◆ Aim of the exercise
Extract every line below, verbatim.

◆ Records for the exercise
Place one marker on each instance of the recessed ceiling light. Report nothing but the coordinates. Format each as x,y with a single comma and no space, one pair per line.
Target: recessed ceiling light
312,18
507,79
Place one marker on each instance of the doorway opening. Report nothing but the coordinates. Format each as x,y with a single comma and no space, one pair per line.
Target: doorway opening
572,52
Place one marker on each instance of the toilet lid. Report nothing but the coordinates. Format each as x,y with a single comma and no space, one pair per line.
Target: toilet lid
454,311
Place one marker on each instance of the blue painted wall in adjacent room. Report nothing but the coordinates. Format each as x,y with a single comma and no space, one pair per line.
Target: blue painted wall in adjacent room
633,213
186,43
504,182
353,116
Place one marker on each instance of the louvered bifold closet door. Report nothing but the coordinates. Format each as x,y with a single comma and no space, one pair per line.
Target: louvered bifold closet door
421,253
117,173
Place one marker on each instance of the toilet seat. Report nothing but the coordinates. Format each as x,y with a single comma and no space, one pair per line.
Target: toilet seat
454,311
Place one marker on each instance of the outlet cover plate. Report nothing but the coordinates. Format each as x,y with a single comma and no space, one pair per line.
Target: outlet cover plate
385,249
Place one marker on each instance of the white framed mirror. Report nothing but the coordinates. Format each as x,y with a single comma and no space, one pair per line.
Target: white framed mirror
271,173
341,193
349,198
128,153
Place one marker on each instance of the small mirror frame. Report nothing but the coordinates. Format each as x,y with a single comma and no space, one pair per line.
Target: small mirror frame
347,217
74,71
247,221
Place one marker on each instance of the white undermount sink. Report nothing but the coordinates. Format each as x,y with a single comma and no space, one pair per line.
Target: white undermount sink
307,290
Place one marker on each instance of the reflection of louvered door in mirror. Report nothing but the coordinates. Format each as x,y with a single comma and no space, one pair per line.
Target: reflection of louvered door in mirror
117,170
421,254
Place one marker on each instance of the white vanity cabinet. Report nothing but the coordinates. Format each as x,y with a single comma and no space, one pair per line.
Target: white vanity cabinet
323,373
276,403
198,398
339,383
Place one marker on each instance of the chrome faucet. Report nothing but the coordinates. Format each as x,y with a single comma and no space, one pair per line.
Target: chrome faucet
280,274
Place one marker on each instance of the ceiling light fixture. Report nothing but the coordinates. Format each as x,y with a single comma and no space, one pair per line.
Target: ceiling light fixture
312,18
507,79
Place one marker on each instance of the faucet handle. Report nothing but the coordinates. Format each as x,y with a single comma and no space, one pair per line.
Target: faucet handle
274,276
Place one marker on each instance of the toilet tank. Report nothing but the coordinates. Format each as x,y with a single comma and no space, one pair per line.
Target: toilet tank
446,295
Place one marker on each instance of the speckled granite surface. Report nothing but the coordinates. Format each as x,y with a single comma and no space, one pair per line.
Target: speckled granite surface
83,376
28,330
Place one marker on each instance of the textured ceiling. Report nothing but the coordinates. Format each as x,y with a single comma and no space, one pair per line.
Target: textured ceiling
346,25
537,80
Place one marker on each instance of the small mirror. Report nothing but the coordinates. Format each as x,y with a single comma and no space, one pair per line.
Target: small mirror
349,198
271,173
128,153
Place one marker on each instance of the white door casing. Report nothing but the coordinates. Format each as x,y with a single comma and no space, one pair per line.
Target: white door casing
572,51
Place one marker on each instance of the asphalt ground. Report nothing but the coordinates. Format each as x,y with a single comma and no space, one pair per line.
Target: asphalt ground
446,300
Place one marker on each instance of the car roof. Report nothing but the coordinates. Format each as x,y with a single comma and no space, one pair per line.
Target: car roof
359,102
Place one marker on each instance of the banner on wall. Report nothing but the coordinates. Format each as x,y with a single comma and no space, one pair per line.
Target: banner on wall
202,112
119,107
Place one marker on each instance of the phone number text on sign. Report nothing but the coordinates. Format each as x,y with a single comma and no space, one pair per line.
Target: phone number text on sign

◆ Answer to the task
Place one marker on each instance of the recessed ceiling light. Report nothing but the coordinates. Format each as x,y with a single comma and no space, one pair per line.
Target: recessed ceiling light
312,18
507,79
Place one marker on each instance of the doorway opening. Report nothing but the coordinates. Format each as x,y with a single comma and no space, one pair per line.
Target: doorway opening
572,52
Place one marker on each instance of the toilet lid. Report nothing but the coordinates. Format each as x,y with a single comma and no space, one pair per line.
Target: toilet lid
454,311
Place one marker on each instance of the blue painted wall in adjacent room. Report nothing but the coordinates. Format each as x,y with a single comma and no space, one pair per line.
Target: blue painted wall in adjacent room
633,213
186,43
504,182
353,116
Place one marker on each instance of the louvered bifold closet door. Report nothing but the coordinates. Format each as x,y with a single comma and no space, one pair per line.
Target: louvered bifold closet door
421,253
117,173
Place one marker on each instance of the toilet seat. Report nothing but the coordinates. Format each as x,y with a single comma and no space, one pair per line.
Target: toilet seat
454,311
Place one marker on each instance of the outlet cover plate. Report nothing but the coordinates. Format each as x,y with a single comma and no space, one pair per line.
Target: outlet cover plate
385,249
Place one marker on each instance of the white framed mirror. Report nothing but the coordinates. Format each as x,y with a single comma and no space, one pair per line.
Target: white framed mirror
271,173
341,193
349,198
128,153
Place one marker on each instance of the small mirror frame. Report nothing but the coordinates. Format each as x,y with a single comma and no space, one pair per line.
Target: small mirror frame
347,217
74,71
247,221
Place one marker on each instance of the white undermount sink. Report nothing but the coordinates. Format each as x,y with a single comma and no space, one pair per line.
Target: white undermount sink
307,290
Place one marker on each instance of the reflection of louvered door in mirror. Report nothing but the coordinates. Format each as x,y with a single comma and no space, one pair per line.
Target: reflection of louvered door in mirror
117,170
421,254
Place one marker on each instance of the white vanity cabinet. Report nothing but the coordinates. Format each as x,y with a single comma and no space, one pair per line.
Target: white vanity cabinet
323,373
276,403
198,398
339,383
Place one marker on each instance of the chrome faucet. Report nothing but the coordinates. Format each as x,y with a single comma and no space, one pair per line.
Target: chrome faucet
280,274
Place one marker on each instance of the ceiling light fixture. Report nothing but the coordinates. Format each as x,y with a single comma and no space, one pair per line.
Target: ceiling light fixture
312,18
507,79
Place one marker on each instance of the faucet handle. Report nothing but the coordinates. Format each as x,y with a single comma and no space, one pair per line.
Target: faucet handle
274,276
Place one marker on each instance of the toilet tank. Report nothing but the coordinates. Format each as x,y with a single comma and no space, one pair per line.
Target: toilet tank
446,295
Place one marker on each instance of the speckled granite surface. Report nothing but the coordinates. Format each as x,y with a single comma and no space, one pair per line.
Target: speckled granite surface
83,376
28,330
Place one marker on each instance of the textured ceiling. Report nothing but the coordinates. Format each as x,y with a single comma and no space, one pair per line.
Target: textured ceiling
346,25
537,80
Place one marker on each instance of the small mirror. Report nothing but the coordinates. Format each as x,y with a single comma and no space, one pair per line.
Target: small mirror
349,198
271,173
128,153
Place one marker on each instance of the white door casing. Report nothing but the coordinates. Format each as x,y with a single comma and no space, one pair per line.
Target: white door casing
572,51
Place one marker on each instance of the asphalt ground. Report nothing but the coordinates. Format each as x,y with a single comma and no space, one pair per line.
Target: asphalt ground
446,300
Place one marker on each instance of the car roof. Report nothing but the coordinates. Format each as x,y with a single comma and no space, one pair per line.
Target: car roof
359,102
Place one marker on each instance of the banner on wall. Report nothing but the coordinates. Format each as x,y with a single comma and no space, one pair per line.
Target: banner on wall
202,112
119,107
Place one marker on each instance of the phone number text on sign. Report nothing but the coordinates. Format each as x,y with a single comma and no space, one pair per line.
Target: phone number text on sign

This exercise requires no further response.